- Passage for review -
————

01 Dec Stress Heads – Managing Stress
I’m sat in bed stewing over my stressed pregnant friend. A brave, clever, dynamic woman who is risking it all to set up a business and invest everything she has financially and emotionally to make it happen. We speak almost daily, we talk about pretty much everything – business, food, sex, Christmas trees, the important stuff. And each day I hear her cramming work in to the few precious hours she has before the babysitter goes home and mothering duties take over. And I hear her ridiculously high stress levels, I hear her worry, the constant planning and analysing, I hear the exhaustion and I feel powerless to do anything about it.

————

Write out the blog post on managing stress again, word for word. The listing that follows comes from a separate source.

————

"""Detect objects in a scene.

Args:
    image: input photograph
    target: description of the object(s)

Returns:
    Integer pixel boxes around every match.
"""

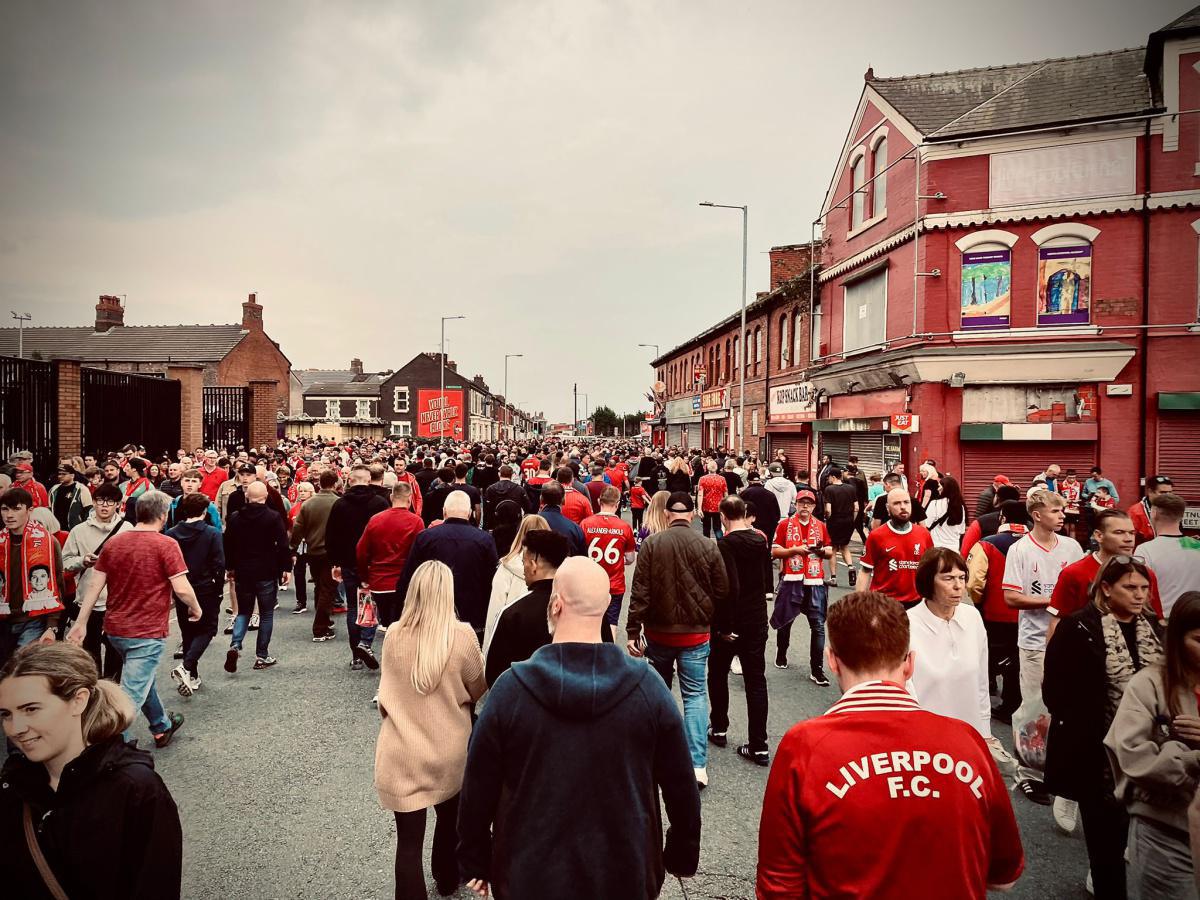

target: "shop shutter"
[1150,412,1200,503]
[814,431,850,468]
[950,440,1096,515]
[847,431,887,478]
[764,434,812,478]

————

- Problem solution -
01 Dec Stress Heads – Managing Stress
I’m sat in bed stewing over my stressed pregnant friend. A brave, clever, dynamic woman who is risking it all to set up a business and invest everything she has financially and emotionally to make it happen. We speak almost daily, we talk about pretty much everything – business, food, sex, Christmas trees, the important stuff. And each day I hear her cramming work in to the few precious hours she has before the babysitter goes home and mothering duties take over. And I hear her ridiculously high stress levels, I hear her worry, the constant planning and analysing, I hear the exhaustion and I feel powerless to do anything about it.